Work required:
Return the run of lines below that opens with the line containing "Expected: the pointer indicates a point on the round" and closes with the line containing "Expected: the pointer indicates a point on the beaded", keeping each one exact.

(Stored data)
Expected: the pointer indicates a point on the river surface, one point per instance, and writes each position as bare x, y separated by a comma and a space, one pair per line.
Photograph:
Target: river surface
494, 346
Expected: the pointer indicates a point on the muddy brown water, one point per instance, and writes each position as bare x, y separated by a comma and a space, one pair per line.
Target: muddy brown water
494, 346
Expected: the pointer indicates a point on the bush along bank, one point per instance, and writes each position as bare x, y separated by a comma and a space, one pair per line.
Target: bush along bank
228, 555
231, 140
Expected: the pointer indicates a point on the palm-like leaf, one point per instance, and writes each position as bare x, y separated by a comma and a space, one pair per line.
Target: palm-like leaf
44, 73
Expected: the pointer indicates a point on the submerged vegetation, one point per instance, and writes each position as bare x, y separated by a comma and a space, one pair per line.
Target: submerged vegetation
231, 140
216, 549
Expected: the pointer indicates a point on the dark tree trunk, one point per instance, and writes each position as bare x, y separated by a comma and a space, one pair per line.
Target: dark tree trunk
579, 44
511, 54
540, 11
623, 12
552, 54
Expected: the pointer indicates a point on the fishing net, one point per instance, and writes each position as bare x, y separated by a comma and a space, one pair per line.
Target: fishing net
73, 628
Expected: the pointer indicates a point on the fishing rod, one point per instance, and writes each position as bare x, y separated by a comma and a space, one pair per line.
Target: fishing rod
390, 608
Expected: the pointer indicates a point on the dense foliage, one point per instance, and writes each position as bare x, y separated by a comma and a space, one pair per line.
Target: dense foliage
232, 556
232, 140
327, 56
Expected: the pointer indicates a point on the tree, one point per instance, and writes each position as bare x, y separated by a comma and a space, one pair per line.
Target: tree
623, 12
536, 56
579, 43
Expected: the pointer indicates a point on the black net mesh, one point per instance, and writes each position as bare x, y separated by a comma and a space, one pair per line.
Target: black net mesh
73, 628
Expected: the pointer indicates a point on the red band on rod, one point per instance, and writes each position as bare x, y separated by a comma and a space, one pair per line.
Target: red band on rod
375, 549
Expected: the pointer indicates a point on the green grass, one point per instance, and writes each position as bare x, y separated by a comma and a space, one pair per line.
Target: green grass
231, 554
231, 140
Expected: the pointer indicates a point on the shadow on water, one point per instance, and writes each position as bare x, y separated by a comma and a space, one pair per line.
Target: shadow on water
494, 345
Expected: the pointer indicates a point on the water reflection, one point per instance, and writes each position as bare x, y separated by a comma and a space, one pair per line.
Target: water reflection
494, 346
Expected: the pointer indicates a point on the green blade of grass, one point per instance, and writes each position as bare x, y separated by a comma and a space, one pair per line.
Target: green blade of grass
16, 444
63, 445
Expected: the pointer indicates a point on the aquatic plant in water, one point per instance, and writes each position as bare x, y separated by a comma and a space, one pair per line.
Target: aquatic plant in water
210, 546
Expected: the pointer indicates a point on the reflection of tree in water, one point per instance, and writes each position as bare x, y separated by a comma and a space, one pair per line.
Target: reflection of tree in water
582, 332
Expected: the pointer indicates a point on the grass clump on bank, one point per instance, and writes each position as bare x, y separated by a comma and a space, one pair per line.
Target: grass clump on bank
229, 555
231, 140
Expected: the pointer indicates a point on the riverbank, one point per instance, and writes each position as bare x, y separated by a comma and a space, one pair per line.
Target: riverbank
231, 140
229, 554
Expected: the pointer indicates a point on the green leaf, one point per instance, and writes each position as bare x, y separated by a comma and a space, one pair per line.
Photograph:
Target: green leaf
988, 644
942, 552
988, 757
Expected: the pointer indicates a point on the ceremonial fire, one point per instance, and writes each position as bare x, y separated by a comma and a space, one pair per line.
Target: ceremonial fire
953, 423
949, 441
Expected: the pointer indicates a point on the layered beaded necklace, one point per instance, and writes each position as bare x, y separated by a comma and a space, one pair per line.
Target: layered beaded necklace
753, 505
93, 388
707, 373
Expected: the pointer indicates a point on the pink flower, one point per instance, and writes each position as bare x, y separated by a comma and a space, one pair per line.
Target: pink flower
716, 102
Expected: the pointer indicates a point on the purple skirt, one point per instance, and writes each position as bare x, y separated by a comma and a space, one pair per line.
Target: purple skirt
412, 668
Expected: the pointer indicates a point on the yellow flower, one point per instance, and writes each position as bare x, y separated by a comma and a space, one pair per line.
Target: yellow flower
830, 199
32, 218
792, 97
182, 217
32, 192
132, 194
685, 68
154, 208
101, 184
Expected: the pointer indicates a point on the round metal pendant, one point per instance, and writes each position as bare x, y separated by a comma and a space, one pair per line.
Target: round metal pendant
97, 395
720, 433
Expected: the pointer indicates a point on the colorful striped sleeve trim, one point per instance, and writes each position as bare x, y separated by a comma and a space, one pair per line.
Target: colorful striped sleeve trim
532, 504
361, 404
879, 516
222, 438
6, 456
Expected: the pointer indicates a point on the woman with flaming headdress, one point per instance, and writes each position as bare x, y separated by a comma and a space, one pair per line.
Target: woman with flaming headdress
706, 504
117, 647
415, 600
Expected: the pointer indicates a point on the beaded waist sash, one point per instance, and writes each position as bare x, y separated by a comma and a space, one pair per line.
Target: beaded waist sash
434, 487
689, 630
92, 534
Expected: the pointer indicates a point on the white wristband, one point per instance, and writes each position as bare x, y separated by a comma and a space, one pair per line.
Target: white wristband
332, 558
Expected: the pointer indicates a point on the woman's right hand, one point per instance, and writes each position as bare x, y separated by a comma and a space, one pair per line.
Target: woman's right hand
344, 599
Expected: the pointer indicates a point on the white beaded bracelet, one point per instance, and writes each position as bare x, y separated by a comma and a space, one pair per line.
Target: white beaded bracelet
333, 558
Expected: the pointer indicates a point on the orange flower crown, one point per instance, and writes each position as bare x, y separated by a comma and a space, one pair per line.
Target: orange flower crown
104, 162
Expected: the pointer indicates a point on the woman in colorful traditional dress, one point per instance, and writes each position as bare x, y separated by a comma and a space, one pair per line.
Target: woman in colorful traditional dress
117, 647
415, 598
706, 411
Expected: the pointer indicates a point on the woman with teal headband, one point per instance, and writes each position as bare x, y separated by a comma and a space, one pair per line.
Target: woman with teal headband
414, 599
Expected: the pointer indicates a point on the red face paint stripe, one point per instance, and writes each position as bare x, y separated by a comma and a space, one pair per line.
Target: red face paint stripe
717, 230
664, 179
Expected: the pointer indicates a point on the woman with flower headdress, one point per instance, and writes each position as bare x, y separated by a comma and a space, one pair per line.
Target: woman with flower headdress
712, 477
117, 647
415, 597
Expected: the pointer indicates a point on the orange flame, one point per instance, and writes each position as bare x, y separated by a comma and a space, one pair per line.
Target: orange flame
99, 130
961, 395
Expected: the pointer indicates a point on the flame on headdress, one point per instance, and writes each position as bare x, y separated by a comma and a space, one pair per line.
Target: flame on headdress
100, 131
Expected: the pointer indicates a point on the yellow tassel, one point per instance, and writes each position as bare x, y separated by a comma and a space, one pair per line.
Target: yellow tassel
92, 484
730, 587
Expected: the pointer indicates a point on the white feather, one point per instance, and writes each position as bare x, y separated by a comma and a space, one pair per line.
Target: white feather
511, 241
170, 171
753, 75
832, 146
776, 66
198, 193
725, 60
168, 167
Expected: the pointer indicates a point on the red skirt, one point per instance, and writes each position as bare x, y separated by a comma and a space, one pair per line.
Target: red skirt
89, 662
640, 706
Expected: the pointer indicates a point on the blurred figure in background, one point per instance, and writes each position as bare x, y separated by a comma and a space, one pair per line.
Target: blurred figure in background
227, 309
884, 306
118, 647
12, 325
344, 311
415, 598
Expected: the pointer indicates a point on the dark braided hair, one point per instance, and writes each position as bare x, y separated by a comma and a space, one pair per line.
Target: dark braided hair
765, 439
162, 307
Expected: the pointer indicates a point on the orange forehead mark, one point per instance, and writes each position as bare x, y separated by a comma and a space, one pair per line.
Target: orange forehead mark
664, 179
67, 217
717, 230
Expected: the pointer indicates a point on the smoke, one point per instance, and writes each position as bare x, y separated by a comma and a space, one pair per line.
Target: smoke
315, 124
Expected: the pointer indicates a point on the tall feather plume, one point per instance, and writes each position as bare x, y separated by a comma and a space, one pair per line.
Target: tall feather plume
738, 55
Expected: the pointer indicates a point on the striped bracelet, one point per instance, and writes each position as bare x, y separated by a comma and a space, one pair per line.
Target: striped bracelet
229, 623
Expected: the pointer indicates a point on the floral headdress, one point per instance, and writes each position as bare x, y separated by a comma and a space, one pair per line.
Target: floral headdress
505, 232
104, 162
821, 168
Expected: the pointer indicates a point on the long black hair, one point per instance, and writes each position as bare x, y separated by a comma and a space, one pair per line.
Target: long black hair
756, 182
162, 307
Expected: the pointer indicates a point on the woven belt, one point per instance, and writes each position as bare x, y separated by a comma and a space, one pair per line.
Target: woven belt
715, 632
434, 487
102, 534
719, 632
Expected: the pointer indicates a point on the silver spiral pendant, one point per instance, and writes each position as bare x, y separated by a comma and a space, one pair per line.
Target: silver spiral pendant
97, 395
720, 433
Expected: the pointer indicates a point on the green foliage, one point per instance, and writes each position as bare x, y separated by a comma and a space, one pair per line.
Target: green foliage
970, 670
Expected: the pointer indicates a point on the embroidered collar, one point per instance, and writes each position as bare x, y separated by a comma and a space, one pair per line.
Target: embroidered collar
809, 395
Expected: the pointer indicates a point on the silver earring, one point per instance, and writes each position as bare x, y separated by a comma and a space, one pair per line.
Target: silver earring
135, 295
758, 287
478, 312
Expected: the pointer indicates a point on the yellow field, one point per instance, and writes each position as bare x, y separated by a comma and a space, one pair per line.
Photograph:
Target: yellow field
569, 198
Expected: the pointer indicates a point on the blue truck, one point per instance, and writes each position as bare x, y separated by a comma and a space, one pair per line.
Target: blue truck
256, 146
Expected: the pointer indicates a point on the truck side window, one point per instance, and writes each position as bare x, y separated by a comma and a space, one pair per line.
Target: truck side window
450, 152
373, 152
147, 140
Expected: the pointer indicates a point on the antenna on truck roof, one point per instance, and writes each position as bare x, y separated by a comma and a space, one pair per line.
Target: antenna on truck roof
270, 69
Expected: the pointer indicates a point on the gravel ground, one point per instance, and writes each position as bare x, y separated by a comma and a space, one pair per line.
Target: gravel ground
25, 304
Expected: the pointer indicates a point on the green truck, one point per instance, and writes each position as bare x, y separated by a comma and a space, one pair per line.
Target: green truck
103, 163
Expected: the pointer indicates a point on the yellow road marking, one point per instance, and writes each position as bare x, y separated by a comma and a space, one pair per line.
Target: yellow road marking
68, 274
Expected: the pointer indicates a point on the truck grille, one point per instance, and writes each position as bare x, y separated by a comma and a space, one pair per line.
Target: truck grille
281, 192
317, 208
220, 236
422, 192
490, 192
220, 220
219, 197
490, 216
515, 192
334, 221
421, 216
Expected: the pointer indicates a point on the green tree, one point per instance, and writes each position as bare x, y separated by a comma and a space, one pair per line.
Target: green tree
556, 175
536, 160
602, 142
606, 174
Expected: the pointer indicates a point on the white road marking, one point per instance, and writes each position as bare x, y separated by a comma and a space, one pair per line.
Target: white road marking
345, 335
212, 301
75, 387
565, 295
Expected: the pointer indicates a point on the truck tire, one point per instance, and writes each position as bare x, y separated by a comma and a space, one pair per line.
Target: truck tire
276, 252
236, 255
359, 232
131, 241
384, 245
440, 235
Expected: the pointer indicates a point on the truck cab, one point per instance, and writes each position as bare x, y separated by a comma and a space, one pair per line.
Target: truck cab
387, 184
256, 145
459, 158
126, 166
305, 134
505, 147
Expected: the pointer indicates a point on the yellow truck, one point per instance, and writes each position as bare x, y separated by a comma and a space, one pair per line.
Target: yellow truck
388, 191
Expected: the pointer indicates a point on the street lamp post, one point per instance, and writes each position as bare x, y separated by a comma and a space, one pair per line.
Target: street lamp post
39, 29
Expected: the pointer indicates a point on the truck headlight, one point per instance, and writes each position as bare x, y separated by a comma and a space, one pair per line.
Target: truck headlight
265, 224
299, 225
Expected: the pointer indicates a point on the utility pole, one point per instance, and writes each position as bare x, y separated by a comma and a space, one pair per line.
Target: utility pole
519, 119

Solution to this task:
Expected: the pointer indicates a point on the round metal pendant, one point per instance, and writes each position as bare x, y separated by a comma and a space, one pair per line.
Target: round metal pendant
97, 395
720, 433
Expected: the pointer indicates a point on the colorful striped sleeve trim, one point per instance, and writes each position as bare x, y separated by a comma and a space, one pair per line.
Target: colorful striped sleeve trim
532, 504
361, 404
879, 516
222, 438
6, 456
Expected: the pointer indicates a point on the woman with flaming headdress, one point per instance, and writes each position as bare x, y separated by a comma and a space, one pair per line.
Target: woman with flaming headdress
706, 504
117, 647
415, 600
Expected: the pointer indicates a point on the beaded waist sash, one point per instance, and writes each position as bare x, y separated by a comma and a space, one pair per line.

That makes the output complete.